_Task brief_
Below is a block of records; repeat each one exactly.

_Task material_

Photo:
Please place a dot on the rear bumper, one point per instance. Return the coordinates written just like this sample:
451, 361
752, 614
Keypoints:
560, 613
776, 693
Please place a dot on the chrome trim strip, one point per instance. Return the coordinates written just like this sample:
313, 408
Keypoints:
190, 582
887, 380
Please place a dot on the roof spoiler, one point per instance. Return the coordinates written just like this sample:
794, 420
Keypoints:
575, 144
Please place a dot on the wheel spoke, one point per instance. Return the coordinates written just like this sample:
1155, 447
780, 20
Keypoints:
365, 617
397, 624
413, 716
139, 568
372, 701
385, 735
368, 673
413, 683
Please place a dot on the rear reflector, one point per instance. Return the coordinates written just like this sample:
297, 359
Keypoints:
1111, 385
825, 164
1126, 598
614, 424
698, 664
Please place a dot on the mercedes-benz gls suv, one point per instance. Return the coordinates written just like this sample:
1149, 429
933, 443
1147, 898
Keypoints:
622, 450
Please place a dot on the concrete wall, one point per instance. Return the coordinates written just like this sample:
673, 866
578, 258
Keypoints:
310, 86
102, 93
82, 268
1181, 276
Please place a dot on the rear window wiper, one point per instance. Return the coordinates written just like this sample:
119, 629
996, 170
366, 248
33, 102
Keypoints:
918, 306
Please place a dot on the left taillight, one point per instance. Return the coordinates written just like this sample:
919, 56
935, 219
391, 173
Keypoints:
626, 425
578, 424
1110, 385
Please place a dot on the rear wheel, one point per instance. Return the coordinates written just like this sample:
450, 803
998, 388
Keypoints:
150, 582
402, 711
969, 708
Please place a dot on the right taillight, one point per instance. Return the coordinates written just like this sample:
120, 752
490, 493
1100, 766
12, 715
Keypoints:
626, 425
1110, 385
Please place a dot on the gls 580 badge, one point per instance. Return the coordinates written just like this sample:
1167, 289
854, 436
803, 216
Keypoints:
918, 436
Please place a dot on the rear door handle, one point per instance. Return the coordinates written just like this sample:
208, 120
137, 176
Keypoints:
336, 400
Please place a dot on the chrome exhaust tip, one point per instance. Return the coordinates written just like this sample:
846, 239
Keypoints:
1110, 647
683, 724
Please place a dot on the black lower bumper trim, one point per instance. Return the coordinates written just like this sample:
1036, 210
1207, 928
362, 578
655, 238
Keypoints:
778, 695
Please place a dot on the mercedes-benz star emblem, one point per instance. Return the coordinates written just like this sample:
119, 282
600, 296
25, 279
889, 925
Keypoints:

_Response_
Photo:
Please place a dot on the rear bumper, one point per instance. Return the coordinates written just like this sample:
451, 361
752, 614
Keypoints:
560, 613
776, 693
Please place a dot on the chrome trim strip, one point per instance. Return the coordinates written just like this sample:
313, 408
Keypoints:
190, 582
887, 380
Please place a dot on the roof spoiler, one point per instance. Return the coordinates written just like this sample:
794, 420
Keypoints:
575, 144
Please place a dot on the wheel spoke, one point per instance. Return the coordinates written just like this sample:
1155, 447
780, 20
Keypoints:
365, 617
397, 624
413, 716
139, 568
372, 701
385, 735
368, 673
413, 683
Please place a dot on the rear reflector, one point per instance. Return the coordinates written just like this sample:
297, 359
Keypoints:
1111, 385
825, 164
1126, 598
614, 424
698, 664
Please place a dot on the mercedes-benz gls suv, one point per instance. Return the coordinates written just like this sample:
1149, 429
933, 443
1147, 898
Keypoints:
622, 450
Please place a dot on the concrete wall, one point per instance. Return the coordinates written just like this sample:
673, 866
578, 258
Keypoints:
310, 86
102, 93
82, 268
1181, 276
Please place a dot on the rear window wiper, one point per instance. Return the coordinates written just like this sample:
119, 629
996, 170
366, 248
33, 102
Keypoints:
918, 306
Please place a dot on the left taillight, one point per instance. Return the coordinates written just like this sample:
919, 56
935, 219
391, 173
Keypoints:
626, 425
578, 424
1110, 385
Please place a dot on the rear wheel, one point per instance. Return the coordinates written just like this sample:
450, 803
998, 388
Keypoints:
150, 582
402, 711
969, 708
Please place a dot on the right taillight, one point per instance. Return the coordinates written just like this sample:
120, 752
490, 493
1100, 766
12, 715
Keypoints:
626, 425
1110, 385
Please place a dot on the gls 580 badge, one point per instance. Return the coordinates written just like this sample:
1167, 289
854, 436
803, 216
Keypoints:
918, 436
Please place a dot on the rear door handle, one point per instance. Return the coordinates written just like this sample:
208, 120
137, 176
Keypoints:
336, 400
Please place a dot on the chrome exhaust tip, one point per instance. Return the coordinates written just like this sample:
846, 239
Keypoints:
1110, 647
683, 724
Please place a dot on the black lower bumper trim, one point per instance. Return the coordinates written just like this sample:
1036, 210
1207, 928
362, 578
655, 238
Keypoints:
778, 695
Please place a dot on the mercedes-benz star emblem, one point per instance. Return the coordinates written just like this sample:
119, 282
600, 296
25, 279
889, 925
Keypoints:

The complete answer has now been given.